[Image location labeling entries]
━━━━━━━━━━━━━━━━━━━━

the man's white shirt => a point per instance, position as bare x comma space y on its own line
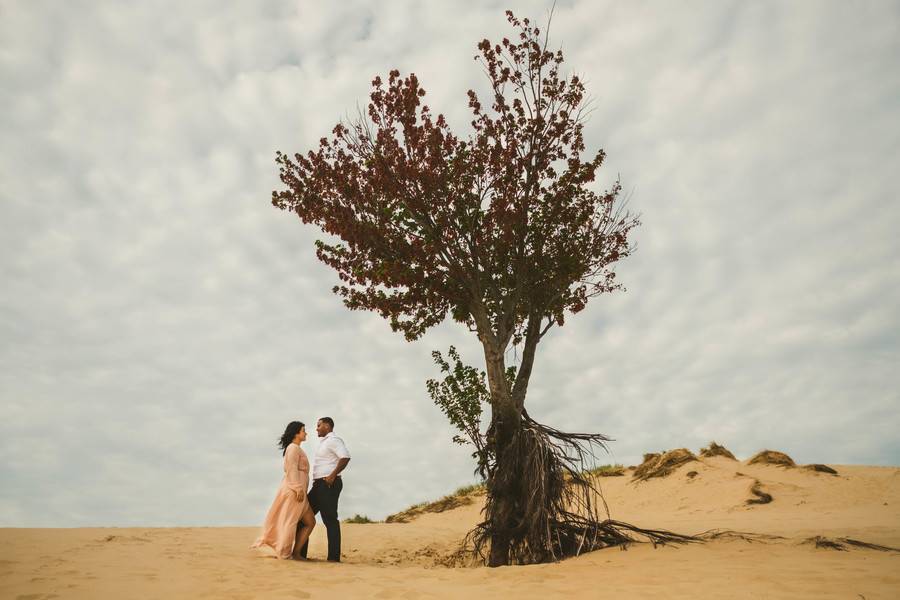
331, 449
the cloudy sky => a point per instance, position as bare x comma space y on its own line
161, 322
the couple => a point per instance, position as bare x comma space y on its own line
292, 516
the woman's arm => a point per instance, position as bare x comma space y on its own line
292, 473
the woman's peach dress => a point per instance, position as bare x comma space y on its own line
280, 526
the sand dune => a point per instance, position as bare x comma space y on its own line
402, 560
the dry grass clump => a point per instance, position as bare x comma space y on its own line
772, 457
661, 465
821, 469
461, 497
715, 449
607, 471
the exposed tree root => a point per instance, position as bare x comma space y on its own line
727, 534
551, 508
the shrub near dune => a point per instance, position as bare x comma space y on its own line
772, 457
661, 465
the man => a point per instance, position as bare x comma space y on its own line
330, 459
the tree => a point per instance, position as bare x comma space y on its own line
502, 231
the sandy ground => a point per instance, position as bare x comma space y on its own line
401, 560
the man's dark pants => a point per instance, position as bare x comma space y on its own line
323, 499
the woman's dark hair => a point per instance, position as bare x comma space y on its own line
287, 437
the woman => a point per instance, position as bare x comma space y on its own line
291, 506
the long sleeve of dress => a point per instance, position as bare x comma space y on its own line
292, 475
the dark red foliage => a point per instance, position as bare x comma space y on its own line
500, 229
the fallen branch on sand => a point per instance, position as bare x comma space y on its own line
842, 543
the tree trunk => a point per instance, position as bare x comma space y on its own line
505, 424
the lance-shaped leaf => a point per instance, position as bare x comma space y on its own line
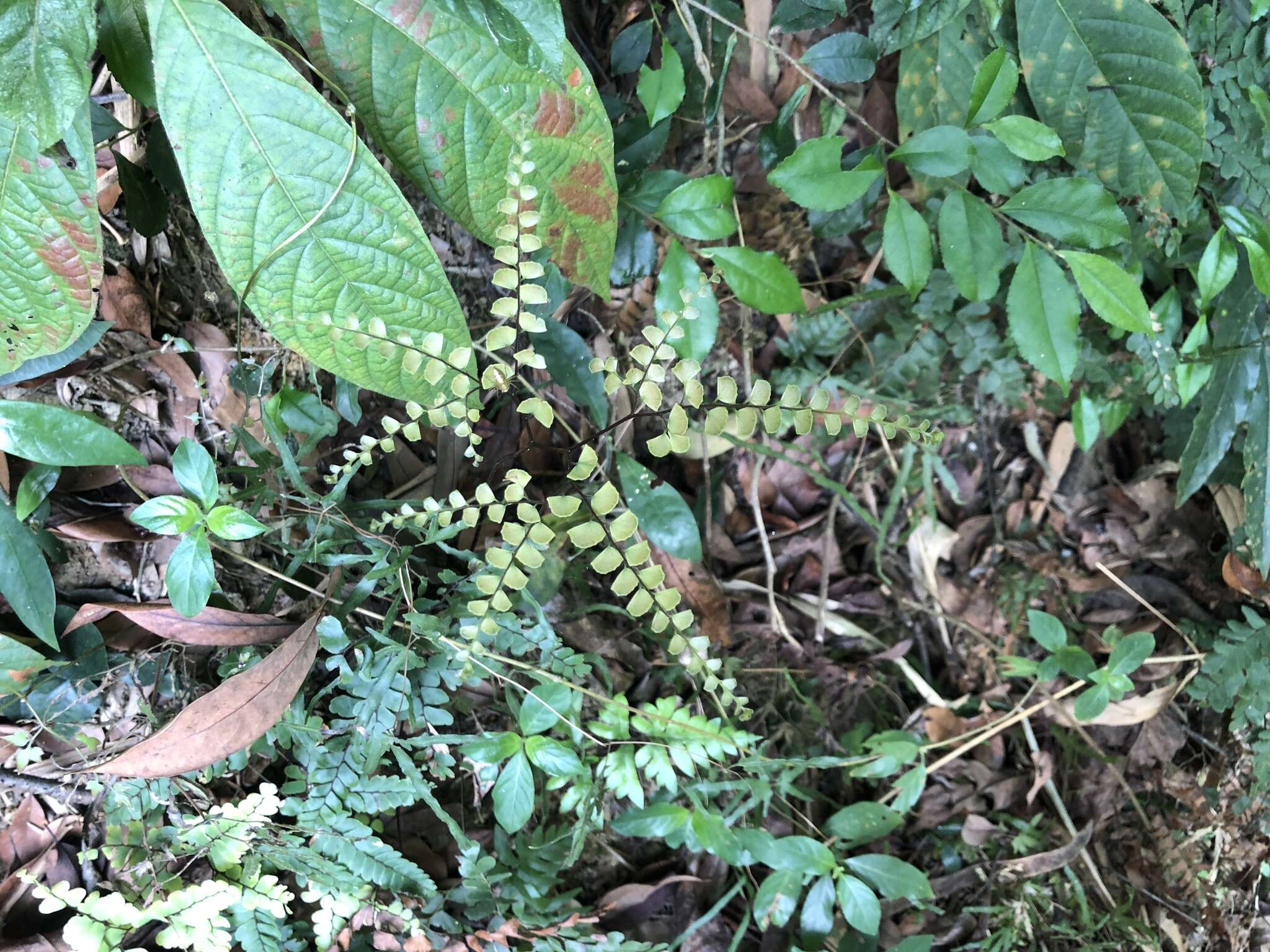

━━━━━━━━━━━━━━━━━━━━

▶ **WHAT IS BEING ASKED**: Rewrite the records from the line holding "the tree trunk" through the end of the records, inclusive, keeping the requests and shifting every point coordinate in the answers up by 57. Omit the pictures.

▶ **EXERCISE RESULT**:
the tree trunk => a point per instance, position as bare x comma space y on its own line
562, 481
the lance-shaped leaf => a point per instance, position as bare x comma space y on its own line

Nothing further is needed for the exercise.